** START RECORDS FOR THIS TASK **
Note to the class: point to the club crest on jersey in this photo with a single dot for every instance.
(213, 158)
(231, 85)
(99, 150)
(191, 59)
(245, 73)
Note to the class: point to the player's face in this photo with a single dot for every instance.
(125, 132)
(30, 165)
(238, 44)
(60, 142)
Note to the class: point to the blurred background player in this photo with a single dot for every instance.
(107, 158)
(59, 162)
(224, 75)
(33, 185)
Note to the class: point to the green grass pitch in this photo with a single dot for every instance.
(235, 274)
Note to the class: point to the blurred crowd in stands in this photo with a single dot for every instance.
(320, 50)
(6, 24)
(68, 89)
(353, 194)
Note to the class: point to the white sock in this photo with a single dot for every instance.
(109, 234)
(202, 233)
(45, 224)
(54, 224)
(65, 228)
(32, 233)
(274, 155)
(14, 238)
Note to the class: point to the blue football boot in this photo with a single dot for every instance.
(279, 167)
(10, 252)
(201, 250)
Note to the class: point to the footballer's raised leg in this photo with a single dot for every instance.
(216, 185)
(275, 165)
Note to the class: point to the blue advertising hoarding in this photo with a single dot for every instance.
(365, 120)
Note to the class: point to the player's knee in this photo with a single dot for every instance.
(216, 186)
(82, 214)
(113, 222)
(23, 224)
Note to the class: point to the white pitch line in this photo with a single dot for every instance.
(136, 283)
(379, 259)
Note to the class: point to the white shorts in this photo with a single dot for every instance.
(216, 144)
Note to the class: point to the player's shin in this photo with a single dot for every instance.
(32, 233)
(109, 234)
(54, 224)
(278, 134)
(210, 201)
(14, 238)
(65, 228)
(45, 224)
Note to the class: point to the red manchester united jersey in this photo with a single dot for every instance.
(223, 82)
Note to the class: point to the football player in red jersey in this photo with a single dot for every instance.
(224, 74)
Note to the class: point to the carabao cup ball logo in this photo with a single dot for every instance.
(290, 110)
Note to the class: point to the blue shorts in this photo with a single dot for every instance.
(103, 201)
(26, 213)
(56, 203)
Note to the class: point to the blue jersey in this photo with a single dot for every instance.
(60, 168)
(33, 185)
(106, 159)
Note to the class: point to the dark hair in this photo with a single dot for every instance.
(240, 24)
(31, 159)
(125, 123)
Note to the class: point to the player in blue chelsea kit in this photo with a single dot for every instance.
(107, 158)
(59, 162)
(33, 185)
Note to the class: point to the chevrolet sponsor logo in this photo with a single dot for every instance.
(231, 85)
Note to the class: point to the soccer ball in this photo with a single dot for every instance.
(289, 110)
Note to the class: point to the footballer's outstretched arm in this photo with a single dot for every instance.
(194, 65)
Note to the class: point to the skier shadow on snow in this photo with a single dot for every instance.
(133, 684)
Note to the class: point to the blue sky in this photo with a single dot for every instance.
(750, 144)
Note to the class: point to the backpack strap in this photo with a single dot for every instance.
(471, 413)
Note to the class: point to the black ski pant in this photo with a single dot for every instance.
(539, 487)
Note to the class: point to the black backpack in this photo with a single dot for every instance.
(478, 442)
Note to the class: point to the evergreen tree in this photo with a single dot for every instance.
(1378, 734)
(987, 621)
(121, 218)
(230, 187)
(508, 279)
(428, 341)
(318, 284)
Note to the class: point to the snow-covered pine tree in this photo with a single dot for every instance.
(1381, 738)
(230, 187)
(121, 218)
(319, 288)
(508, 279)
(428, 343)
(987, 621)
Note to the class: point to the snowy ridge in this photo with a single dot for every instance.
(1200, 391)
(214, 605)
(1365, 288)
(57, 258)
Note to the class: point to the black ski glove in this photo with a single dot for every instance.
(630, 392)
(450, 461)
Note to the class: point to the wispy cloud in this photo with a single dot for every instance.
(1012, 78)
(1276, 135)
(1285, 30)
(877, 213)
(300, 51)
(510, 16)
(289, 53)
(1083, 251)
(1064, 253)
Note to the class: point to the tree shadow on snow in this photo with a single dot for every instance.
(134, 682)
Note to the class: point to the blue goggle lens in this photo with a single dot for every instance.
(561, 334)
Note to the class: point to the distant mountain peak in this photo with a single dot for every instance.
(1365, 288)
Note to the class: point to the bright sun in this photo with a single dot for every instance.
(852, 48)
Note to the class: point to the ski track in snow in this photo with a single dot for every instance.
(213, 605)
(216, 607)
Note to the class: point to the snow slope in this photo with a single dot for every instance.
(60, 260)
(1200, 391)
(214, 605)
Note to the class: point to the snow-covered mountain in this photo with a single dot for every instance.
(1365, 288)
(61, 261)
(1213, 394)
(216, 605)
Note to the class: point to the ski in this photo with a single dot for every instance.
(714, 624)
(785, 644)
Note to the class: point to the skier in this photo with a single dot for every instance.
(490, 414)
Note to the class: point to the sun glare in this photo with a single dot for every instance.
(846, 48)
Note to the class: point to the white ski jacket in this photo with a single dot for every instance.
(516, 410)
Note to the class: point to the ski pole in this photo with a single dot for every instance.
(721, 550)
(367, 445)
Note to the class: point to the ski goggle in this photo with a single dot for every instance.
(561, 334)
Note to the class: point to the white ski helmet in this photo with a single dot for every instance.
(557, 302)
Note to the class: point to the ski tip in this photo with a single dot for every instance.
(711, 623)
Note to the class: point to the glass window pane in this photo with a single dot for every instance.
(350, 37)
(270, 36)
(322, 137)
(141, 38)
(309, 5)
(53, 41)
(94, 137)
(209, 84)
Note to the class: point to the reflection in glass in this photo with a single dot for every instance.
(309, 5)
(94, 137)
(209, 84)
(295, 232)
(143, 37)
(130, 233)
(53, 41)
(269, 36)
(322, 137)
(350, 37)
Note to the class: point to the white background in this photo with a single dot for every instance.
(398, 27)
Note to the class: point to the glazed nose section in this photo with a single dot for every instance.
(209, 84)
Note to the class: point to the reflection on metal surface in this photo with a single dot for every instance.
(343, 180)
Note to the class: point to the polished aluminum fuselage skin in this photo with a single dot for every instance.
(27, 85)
** END RECORDS FOR THIS TASK **
** START RECORDS FOR THIS TASK **
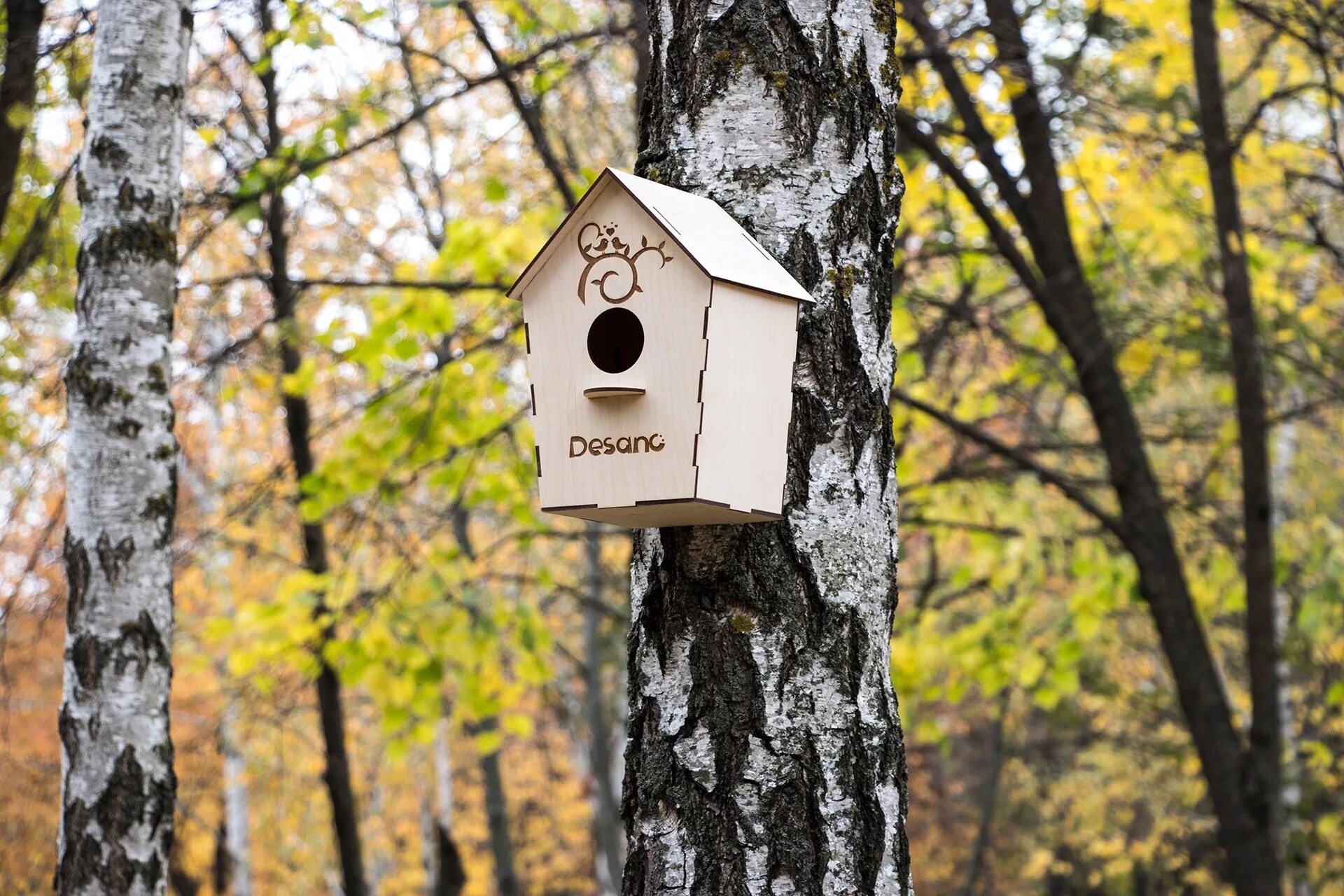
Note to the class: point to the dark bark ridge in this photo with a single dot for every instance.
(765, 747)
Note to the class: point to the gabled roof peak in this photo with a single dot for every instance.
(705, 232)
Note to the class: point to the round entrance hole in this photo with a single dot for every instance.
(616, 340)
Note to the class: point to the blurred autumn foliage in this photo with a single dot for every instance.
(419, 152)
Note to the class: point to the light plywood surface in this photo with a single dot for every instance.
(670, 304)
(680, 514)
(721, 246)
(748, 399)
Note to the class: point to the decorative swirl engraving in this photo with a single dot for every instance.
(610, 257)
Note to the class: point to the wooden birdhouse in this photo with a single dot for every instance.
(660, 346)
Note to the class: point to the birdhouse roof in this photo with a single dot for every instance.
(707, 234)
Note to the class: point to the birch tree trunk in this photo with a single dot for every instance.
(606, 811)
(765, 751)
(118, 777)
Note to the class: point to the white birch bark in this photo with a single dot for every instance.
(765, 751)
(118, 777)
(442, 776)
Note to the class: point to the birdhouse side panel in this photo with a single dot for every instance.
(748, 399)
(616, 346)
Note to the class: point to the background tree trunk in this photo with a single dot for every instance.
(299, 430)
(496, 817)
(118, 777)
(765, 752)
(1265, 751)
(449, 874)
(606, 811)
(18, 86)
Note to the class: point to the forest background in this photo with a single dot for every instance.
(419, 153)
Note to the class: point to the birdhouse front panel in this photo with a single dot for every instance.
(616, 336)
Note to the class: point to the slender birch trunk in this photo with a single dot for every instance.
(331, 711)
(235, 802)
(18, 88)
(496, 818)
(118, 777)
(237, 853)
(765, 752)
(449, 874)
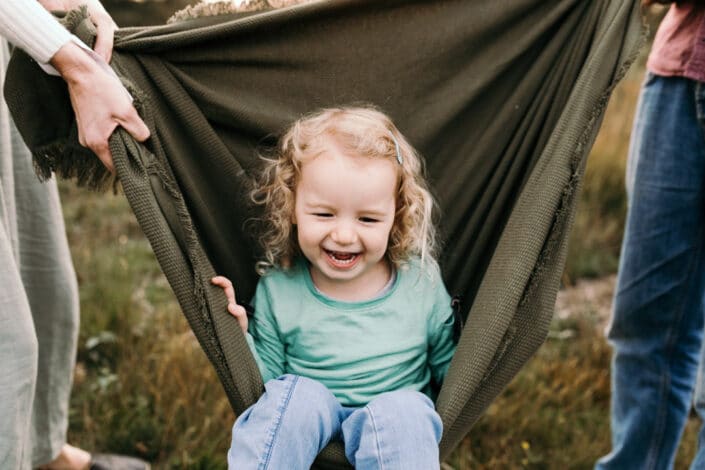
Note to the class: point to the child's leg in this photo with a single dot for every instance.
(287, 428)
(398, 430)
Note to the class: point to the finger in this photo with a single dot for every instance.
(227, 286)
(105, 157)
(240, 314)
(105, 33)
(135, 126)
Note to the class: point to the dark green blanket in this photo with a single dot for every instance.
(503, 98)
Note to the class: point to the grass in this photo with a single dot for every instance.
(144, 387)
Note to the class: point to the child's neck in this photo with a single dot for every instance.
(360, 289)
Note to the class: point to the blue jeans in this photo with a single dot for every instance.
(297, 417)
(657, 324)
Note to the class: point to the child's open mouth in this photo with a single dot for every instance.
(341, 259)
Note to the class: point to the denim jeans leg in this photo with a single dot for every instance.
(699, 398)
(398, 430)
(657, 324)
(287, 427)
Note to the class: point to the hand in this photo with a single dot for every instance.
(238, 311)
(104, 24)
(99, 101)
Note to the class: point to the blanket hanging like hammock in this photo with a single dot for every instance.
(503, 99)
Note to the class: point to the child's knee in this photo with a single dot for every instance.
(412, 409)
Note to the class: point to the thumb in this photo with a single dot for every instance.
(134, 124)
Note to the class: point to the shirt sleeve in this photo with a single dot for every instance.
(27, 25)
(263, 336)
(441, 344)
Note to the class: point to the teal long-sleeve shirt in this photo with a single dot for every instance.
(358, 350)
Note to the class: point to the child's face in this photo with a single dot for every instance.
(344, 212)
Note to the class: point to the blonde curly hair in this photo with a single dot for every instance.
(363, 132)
** END RECORDS FOR THIS TASK **
How many lines of the data above contain the word "birch"? Reply with the number alone.

3